§ Brano del documento:
Però c’è di più: il ruolo che le varie potenze internazionali stanno giocando all’interno degli scontri, perché il Sudan ha un peso geo-strategico non secondario. Terzo per estensione in Africa, posto tra Corno e Mar Rosso, Khartum da tempo attrae le attenzioni di vari attori internazionali. Chi vincerà gli scontri potrà in qualche modo essere interlocutore per gli interessi esterni che si muovono sul Paese.

La situazione — mantenuta sul filo di un precario equilibrio anche attraverso il ruolo di attori esterni — è precipitata infatti mentre il Sudan si stava muovendo verso la cosiddetta “transizione democratica”, che avrebbe dovuto seguire il rovesciamento del regime di Omar al-Bashir e la fase successiva di insurrezione guidata dagli stessi al-Burhan e Dagalo. Lo scontro si lega all’assenza di un accordo sull’istituzionalizzazione delle Rsf e in particolare sulla riorganizzazione degli assetti economici che controllano rispettivamente. Le Saf hanno in mano l’apparato economico sia civile che militare, telecomunicazioni, agribusiness, import/export; mentre le Rsf controllano le miniere, e in particolare quelle delle Darfur.

Qui si inserisce il ruolo russo, spiega Marco Di Liddo, direttore del Cesi ed esperto delle attività che la Russia muove in Africa. “Attraverso la Wagner (una società militare privata controllata da Yvegny Prigozhin, oligarca della sicurezza molto inserito nelle dinamiche interne al Cremlino, ndr) è stato offerto in Sudan il classico pacchetto di servizi alle Forze di supporto rapido”, analizza con Formiche.net.

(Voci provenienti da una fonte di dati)
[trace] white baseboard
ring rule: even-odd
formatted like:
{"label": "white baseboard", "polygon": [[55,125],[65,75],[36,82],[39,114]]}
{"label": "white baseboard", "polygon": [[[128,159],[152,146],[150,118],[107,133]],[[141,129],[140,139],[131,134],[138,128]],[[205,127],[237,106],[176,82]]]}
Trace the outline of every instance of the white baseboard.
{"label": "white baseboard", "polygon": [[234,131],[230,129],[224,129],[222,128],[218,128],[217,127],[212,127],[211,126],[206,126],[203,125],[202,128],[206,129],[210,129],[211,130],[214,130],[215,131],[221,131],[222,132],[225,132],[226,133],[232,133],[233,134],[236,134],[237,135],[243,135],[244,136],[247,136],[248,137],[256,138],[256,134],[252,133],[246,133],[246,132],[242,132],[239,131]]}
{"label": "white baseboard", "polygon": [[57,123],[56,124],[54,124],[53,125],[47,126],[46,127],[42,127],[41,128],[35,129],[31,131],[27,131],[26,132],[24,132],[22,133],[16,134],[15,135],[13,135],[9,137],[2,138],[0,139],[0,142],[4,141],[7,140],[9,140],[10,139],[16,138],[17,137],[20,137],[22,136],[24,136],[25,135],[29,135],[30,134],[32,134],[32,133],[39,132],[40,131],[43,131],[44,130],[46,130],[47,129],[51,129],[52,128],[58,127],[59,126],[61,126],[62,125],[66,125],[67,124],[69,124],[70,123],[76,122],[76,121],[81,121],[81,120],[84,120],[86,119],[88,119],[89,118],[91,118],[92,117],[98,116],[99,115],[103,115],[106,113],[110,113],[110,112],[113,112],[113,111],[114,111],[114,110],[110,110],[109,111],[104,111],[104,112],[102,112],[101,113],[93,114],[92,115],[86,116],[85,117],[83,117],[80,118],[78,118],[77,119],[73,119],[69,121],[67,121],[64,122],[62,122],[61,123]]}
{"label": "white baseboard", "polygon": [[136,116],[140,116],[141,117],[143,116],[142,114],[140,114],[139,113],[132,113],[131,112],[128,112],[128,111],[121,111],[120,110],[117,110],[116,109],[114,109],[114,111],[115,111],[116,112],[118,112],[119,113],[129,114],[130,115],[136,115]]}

§ Compiti da svolgere:
(1) Spiega in una-tre frasi perché, secondo il brano sul Sudan, il Paese attira da tempo l'attenzione di vari attori internazionali.
(2) Riprendi il brano sul Sudan dopo la sua ultima frase e proseguilo.

§ Soluzioni:
(1) Il Sudan attira l'attenzione di vari attori internazionali perché ha un peso geo-strategico non secondario. È infatti il terzo Paese per estensione in Africa ed è situato tra il Corno e il Mar Rosso.

(2)
Questo “classico pacchetto” è composto dall’invio di personale qualificato che lavora per il Wagner Group messo a protezione delle miniere, ma anche nel supporto nell’addestramento alle Rsf. Dunque protezione dei punti di estrazione e delle vie di comunicazione collegate (quelle che collegano i siti estrattivi con i centri di lavorazione e stoccaggio), mentre i paramilitari russi aiutano quelli sudanesi a migliore le proprie capacità.

Ma c’è molto di più: “Un altro dei pilastri della presenza russa in Sudan – spiega Di Liddo – riguarda il supporto politico con cui la Wagner aiuta le Rsf a migliorare il network internazionale e a giocare la partita politica interna, sia come organizzazione che come leadership (ossia un supporto di comunicazione e lobbying per Dagalo, ndr)”.

Poi ci sono i servizi economici: “La società di Prigozhin ha esperienza nella gestione delle miniere, che in Africa avviene attraverso altre società da lui controllate come la Lobaye Invest e la M Finans”. Entrambe le società, una basata in Repubblica Centrafricana, l’altra in Russia, sono state sanzionate dal Tesoro statunitense nell’ambito delle attività di contrasto e controllo delle attività di Prigozhin considerate illegali dagli Usa.

Di Liddo indica, collegato a questo quadro di attività, un altro elemento, forse ancora più centrale. “La Wagner ha permesso la creazione di una zona ibrida tra economia legale e illegale, perché il Sudan ha difficoltà a essere internazionalizzato e commercializzato visto che è sottoposto a sanzioni per via delle violazioni di diritti umani e dei diritti dei lavoratori. E allora l’unico modo per esportare i prodotti estratti da quelle miniere, di cui il principale è l’oro, è usare il network di cui Wagner dispone”.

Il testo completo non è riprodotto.